Exercise description >> Please reproduce every record, keeping each one exactly as written.

The records >>

☆ ☆ ☆ ☆ ☆ ☆ ☆

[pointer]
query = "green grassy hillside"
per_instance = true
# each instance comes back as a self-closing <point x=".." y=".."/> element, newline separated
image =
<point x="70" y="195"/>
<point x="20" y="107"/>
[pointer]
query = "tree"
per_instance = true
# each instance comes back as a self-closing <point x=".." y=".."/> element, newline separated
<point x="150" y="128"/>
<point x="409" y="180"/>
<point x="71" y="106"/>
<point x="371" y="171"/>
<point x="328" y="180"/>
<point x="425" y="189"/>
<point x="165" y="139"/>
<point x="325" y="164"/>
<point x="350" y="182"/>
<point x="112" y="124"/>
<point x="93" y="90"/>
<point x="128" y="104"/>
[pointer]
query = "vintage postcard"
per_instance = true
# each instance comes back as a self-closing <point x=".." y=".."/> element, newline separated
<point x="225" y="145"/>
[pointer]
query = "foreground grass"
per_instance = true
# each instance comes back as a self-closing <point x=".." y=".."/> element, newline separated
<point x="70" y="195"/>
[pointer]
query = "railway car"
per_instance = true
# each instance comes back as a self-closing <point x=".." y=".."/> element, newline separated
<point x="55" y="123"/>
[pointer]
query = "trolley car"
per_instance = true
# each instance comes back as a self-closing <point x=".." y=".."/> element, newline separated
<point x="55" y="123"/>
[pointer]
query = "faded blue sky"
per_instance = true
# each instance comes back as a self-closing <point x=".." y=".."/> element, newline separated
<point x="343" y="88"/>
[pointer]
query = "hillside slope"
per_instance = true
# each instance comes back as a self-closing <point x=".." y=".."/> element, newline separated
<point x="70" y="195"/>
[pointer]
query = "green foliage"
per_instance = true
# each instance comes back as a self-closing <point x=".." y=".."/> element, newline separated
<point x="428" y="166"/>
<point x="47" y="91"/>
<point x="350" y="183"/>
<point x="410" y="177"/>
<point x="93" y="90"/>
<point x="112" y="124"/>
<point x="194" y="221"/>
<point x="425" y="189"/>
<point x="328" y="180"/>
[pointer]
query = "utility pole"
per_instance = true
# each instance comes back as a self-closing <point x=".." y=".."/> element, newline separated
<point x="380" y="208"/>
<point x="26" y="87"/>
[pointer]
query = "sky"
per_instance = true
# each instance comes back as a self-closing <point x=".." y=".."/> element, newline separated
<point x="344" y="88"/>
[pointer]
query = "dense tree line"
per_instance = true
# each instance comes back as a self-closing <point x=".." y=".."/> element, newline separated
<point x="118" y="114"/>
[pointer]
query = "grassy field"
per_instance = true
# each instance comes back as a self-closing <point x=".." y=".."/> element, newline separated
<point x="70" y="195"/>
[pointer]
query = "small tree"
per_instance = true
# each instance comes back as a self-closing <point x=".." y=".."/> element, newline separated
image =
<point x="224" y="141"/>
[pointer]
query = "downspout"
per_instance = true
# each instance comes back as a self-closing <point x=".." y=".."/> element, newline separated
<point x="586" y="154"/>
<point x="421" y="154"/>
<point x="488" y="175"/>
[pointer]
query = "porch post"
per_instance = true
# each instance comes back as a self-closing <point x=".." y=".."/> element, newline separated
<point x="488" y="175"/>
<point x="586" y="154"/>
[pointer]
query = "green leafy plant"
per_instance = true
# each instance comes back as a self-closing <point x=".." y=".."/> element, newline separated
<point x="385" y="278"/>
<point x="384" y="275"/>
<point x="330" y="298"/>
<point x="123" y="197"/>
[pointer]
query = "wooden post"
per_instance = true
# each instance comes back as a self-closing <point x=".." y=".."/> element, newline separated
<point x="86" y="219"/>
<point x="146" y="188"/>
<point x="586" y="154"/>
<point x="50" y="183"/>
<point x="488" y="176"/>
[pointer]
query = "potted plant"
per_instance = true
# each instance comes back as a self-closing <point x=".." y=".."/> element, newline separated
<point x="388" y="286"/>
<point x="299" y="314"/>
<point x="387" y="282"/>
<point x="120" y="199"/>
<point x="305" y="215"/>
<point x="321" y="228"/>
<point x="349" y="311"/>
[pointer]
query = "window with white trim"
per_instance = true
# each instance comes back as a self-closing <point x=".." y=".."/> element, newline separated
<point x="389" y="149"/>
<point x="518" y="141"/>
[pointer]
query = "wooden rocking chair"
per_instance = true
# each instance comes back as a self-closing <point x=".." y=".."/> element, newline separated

☆ ☆ ☆ ☆ ☆ ☆ ☆

Correct result >>
[pointer]
query = "green grassy hillside"
per_instance = true
# each instance comes back as a self-closing <point x=".." y=".."/> element, newline separated
image =
<point x="70" y="195"/>
<point x="20" y="107"/>
[pointer]
query = "tree"
per_instance = true
# each instance comes back as a self-closing <point x=".." y=".."/> element, newline separated
<point x="150" y="128"/>
<point x="409" y="180"/>
<point x="71" y="106"/>
<point x="371" y="171"/>
<point x="328" y="180"/>
<point x="425" y="189"/>
<point x="165" y="139"/>
<point x="325" y="164"/>
<point x="350" y="182"/>
<point x="112" y="124"/>
<point x="93" y="90"/>
<point x="128" y="104"/>
[pointer]
query = "vintage postcard"
per_instance = true
# each instance comes back as a self-closing <point x=".." y=".."/> element, newline separated
<point x="225" y="145"/>
[pointer]
query = "foreground grass"
per_instance = true
# each instance comes back as a self-closing <point x=".." y=".."/> element, newline separated
<point x="70" y="195"/>
[pointer]
query = "railway car"
per_instance = true
# each instance comes back as a self-closing <point x=".." y=".."/> element, newline separated
<point x="55" y="123"/>
[pointer]
query = "trolley car"
per_instance = true
# each instance comes back as a self-closing <point x=".." y=".."/> element, newline separated
<point x="55" y="123"/>
[pointer]
query = "faded blue sky"
per_instance = true
# each instance comes back as a self-closing <point x=".." y=".."/> element, newline separated
<point x="343" y="88"/>
[pointer]
query = "hillside slope"
per_instance = true
# each instance comes back as a self-closing <point x=".." y=".."/> element, newline separated
<point x="70" y="195"/>
[pointer]
query = "green foliage"
per_instance = true
# each instance comes back as a self-closing <point x=".." y=".."/> element, newline separated
<point x="428" y="166"/>
<point x="47" y="91"/>
<point x="350" y="183"/>
<point x="410" y="177"/>
<point x="93" y="90"/>
<point x="112" y="124"/>
<point x="194" y="221"/>
<point x="425" y="189"/>
<point x="328" y="180"/>
[pointer]
query = "utility pole"
per_instance = true
# each instance comes back as a self-closing <point x=".." y=".."/> element, newline separated
<point x="380" y="208"/>
<point x="26" y="87"/>
[pointer]
query = "sky"
per_instance = true
# each instance comes back as a self-closing <point x=".." y=".."/> element, newline separated
<point x="344" y="88"/>
[pointer]
query = "dense tree line"
per_instance = true
# each instance comes back as a self-closing <point x=".." y=".."/> element, newline separated
<point x="118" y="114"/>
[pointer]
query = "grassy field"
per_instance = true
# each instance comes back as a self-closing <point x=".." y=".."/> element, newline separated
<point x="70" y="195"/>
[pointer]
query = "small tree"
per_instance = true
# each instance comes back as a self-closing <point x=".." y=".."/> element, newline separated
image =
<point x="224" y="141"/>
[pointer]
query = "downspout"
per_instance = true
# each instance comes back as a self-closing <point x=".." y=".."/> element, newline separated
<point x="586" y="154"/>
<point x="421" y="154"/>
<point x="488" y="175"/>
[pointer]
query = "porch post"
per_instance = true
# each instance comes back as a self-closing <point x=".." y=".."/> element, newline separated
<point x="488" y="175"/>
<point x="586" y="154"/>
[pointer]
query = "green leafy plant"
per_instance = true
# each instance comes back as a self-closing <point x=".." y=".."/> element, newline separated
<point x="385" y="278"/>
<point x="384" y="275"/>
<point x="330" y="298"/>
<point x="123" y="197"/>
[pointer]
query = "wooden post"
per_instance = true
# each instance comes back as a self-closing <point x=".." y=".."/> element, newline separated
<point x="86" y="219"/>
<point x="146" y="188"/>
<point x="586" y="154"/>
<point x="50" y="183"/>
<point x="488" y="176"/>
[pointer]
query = "potted plant"
per_instance = true
# each instance comes back as a self-closing <point x=".." y=".."/> element, newline separated
<point x="388" y="286"/>
<point x="299" y="314"/>
<point x="387" y="282"/>
<point x="120" y="199"/>
<point x="305" y="215"/>
<point x="321" y="228"/>
<point x="349" y="311"/>
[pointer]
query = "window with white trim"
per_instance = true
# each instance comes back as a self-closing <point x=".." y=".."/> element, newline separated
<point x="389" y="149"/>
<point x="518" y="141"/>
[pointer]
query = "wooden rocking chair"
per_instance = true
# each instance comes back as a self-closing <point x=".." y=".."/> element, newline separated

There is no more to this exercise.